AIM:
In the listing below, swap every "annotate" for "mark" and return the listing with nothing else changed.

───── MATERIAL FOR THIS EXERCISE ─────

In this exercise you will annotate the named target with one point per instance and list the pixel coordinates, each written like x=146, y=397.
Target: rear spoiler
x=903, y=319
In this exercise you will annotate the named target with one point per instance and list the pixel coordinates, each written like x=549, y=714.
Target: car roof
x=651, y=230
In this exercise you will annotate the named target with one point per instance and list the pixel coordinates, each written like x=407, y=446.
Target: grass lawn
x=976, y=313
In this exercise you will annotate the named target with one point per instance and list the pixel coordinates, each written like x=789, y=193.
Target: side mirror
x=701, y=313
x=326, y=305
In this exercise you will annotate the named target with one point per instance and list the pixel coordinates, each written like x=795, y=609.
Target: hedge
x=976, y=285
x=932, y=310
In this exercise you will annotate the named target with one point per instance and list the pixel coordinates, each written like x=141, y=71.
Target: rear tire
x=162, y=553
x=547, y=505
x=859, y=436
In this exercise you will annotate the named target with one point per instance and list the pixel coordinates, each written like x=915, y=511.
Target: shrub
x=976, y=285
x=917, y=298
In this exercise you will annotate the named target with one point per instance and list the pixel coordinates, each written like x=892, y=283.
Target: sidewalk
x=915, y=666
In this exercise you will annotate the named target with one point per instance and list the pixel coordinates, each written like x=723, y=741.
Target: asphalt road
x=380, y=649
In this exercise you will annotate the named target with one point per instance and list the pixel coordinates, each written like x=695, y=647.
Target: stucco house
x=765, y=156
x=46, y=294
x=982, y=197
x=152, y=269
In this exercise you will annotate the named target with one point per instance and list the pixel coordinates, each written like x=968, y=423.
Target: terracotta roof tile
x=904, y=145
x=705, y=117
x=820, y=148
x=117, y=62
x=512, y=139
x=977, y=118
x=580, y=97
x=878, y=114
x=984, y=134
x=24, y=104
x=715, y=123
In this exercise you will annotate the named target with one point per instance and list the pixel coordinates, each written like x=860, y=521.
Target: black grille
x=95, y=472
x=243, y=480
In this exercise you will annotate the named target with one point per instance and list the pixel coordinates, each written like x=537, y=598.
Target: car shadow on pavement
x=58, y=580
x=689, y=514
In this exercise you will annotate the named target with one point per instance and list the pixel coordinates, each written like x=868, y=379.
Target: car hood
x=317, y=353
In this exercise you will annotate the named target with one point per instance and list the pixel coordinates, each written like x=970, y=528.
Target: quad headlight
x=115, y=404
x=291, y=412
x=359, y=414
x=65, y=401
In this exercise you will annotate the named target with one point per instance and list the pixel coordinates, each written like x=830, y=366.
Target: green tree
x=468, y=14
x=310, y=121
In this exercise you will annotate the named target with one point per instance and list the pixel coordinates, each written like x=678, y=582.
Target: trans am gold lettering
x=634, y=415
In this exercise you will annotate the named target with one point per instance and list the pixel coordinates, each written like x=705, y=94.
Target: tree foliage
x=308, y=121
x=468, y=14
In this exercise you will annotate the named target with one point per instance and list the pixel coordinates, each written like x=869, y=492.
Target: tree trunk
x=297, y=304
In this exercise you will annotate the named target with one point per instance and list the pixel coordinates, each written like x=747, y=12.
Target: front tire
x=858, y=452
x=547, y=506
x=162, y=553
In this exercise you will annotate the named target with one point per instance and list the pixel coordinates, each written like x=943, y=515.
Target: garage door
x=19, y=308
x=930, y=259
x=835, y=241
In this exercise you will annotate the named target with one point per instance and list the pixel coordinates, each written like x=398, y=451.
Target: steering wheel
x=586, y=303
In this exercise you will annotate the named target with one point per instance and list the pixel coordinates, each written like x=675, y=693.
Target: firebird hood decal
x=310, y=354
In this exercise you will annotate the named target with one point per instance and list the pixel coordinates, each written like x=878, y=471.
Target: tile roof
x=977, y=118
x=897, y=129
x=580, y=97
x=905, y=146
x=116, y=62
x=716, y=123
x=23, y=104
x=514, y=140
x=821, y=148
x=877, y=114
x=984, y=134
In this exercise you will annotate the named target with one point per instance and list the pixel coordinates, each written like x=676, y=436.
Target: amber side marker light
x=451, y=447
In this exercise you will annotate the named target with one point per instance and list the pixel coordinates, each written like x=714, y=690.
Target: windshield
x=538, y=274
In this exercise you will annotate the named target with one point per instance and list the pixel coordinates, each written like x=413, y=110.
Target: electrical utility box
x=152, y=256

─────

ANSWER TO THIS EXERCISE:
In this exercise you will mark the named target with one point per instance and list the pixel coordinates, each written like x=146, y=397.
Target: rear spoiler
x=903, y=319
In this exercise you will mark the named target with one point per instance and list the pixel coordinates, each written like x=549, y=714.
Target: car roof
x=651, y=230
In this exercise you will mark the named target with one point per instance and list the pixel coordinates, each written like x=407, y=446.
Target: grass lawn
x=976, y=313
In this exercise you will mark the named target with one point per instance and list the pixel coordinates, each written like x=789, y=193.
Target: side mirror
x=701, y=313
x=326, y=305
In this exercise you will mark the named target with one point per instance and list the pixel coordinates, each written like x=795, y=609.
Target: hedge
x=976, y=285
x=932, y=310
In this exercise you will mark the named target with one point per instance and list the pixel coordinates, each written like x=141, y=71.
Target: rear tire
x=162, y=553
x=547, y=505
x=859, y=436
In this exercise you will mark the named target with one point per instance and list the pixel coordinates, each written like x=915, y=511.
Target: shrub
x=976, y=285
x=917, y=298
In this exercise you will mark the named target with one point per instance and list the pixel coordinates, each written like x=892, y=283.
Target: sidewalk
x=915, y=666
In this exercise you will mark the named target with one point per instance and list the pixel coordinates, each written like x=723, y=741.
Target: asphalt road
x=380, y=649
In this exercise you will mark the named target with one point per instance and list the pixel coordinates, each written like x=695, y=647.
Target: stucco house
x=765, y=156
x=46, y=294
x=982, y=197
x=152, y=269
In this exercise you will mark the named target with one point per instance and list the pixel coordinates, each written like x=968, y=423.
Target: terracotta roof tile
x=904, y=145
x=705, y=117
x=820, y=148
x=117, y=62
x=512, y=139
x=977, y=118
x=580, y=97
x=878, y=114
x=984, y=134
x=24, y=104
x=715, y=123
In this exercise you will mark the named target with one point per instance and list the pixel coordinates, each written like x=860, y=521.
Target: black grille
x=95, y=472
x=243, y=480
In this exercise you will mark the named target with one point per instance and list the pixel coordinates, each written like x=537, y=598.
Target: car shadow on pavement
x=58, y=580
x=689, y=514
In this exercise you will mark the named target with one point per instance and list the pixel coordinates, each written like x=868, y=379.
Target: car hood
x=317, y=353
In this exercise you will mark the named target with one point per instance and list the pixel coordinates, each written like x=970, y=528.
Target: quad headlight
x=115, y=404
x=291, y=412
x=359, y=414
x=65, y=401
In this exercise you will mark the named target with one point per instance and list the pixel coordinates, each written like x=830, y=366.
Target: green tree
x=468, y=14
x=310, y=121
In this exercise you will mark the named target with one point per instance and list the pixel coordinates, each written like x=678, y=582.
Target: trans am gold lettering
x=634, y=415
In this exercise you will mark the named target with one point per instance and list the pixel coordinates, each written like x=705, y=94.
Target: tree foliage
x=308, y=121
x=468, y=14
In this exercise you will mark the named target with one point per instance and list the pixel coordinates, each written like x=869, y=492.
Target: tree trunk
x=297, y=304
In this exercise you will mark the named target with one point per instance and list the pixel coordinates, each written like x=747, y=12.
Target: front tire
x=858, y=452
x=547, y=506
x=162, y=553
In this exercise you will mark the named target with one point per instance and list the pixel coordinates, each written like x=943, y=515.
Target: garage door
x=19, y=308
x=930, y=259
x=835, y=241
In this exercise you will mark the named target with one point per instance and list the pixel coordinates, each written like x=398, y=451.
Target: steering wheel
x=586, y=303
In this exercise you will mark the named target with one point per instance and list the pixel coordinates, each written like x=675, y=693.
Target: firebird hood decal
x=310, y=354
In this exercise you will mark the named target with one point per instance and list the pixel coordinates, each written like x=878, y=471.
Target: tile roof
x=977, y=118
x=897, y=129
x=580, y=97
x=905, y=146
x=116, y=62
x=716, y=123
x=23, y=104
x=514, y=140
x=821, y=148
x=877, y=114
x=984, y=134
In this exercise you will mark the named target with one point per instance and list the pixel coordinates, each written like x=676, y=436.
Target: amber side marker light
x=451, y=447
In this exercise you will mark the named target with one point per instance and list the pixel coordinates, each written like x=714, y=690.
Target: windshield
x=538, y=274
In this exercise you will mark the named target with one point per instance and list the pixel coordinates, each written like x=413, y=110.
Target: electrical utility box
x=152, y=256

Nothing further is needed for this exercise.